Set down exactly the lines from the one containing "Target: metal railing" through the end of the records below, both included, and nothing else.

Collected data:
[Start of Attachment]

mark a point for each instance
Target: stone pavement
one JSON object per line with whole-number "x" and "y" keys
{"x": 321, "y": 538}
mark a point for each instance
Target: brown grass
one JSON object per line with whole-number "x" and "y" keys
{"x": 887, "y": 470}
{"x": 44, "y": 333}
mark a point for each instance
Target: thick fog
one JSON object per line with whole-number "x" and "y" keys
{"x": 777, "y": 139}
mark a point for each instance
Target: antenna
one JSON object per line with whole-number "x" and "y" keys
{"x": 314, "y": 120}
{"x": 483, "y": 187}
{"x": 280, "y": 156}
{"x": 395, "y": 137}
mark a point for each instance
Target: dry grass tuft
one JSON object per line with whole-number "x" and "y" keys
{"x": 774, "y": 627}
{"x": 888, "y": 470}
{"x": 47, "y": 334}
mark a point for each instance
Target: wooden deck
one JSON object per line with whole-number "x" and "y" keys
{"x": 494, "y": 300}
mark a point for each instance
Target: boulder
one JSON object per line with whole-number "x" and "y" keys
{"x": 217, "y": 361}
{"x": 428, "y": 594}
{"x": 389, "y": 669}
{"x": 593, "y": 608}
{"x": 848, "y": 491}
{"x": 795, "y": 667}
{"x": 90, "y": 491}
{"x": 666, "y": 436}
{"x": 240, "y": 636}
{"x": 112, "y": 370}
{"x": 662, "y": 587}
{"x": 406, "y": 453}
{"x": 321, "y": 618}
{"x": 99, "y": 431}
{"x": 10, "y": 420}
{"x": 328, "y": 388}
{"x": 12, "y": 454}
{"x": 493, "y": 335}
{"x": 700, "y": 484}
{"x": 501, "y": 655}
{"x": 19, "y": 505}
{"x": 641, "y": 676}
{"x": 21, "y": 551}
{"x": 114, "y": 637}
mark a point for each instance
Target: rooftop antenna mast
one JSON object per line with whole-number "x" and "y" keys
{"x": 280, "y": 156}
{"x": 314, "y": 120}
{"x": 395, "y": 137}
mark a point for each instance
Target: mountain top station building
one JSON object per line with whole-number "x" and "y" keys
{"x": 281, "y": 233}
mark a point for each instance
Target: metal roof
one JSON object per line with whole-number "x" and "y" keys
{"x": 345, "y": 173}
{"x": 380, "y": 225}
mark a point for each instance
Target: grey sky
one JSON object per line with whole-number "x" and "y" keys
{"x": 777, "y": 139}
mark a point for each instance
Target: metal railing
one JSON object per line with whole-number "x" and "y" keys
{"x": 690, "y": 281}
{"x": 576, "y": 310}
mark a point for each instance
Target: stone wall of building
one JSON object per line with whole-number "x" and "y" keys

[End of Attachment]

* **Written answer**:
Target: metal railing
one JSON object per line with whole-number "x" and "y" keys
{"x": 690, "y": 281}
{"x": 576, "y": 310}
mark a point for each instance
Target: stone wall of building
one JSON object per line with whole-number "x" and "y" keys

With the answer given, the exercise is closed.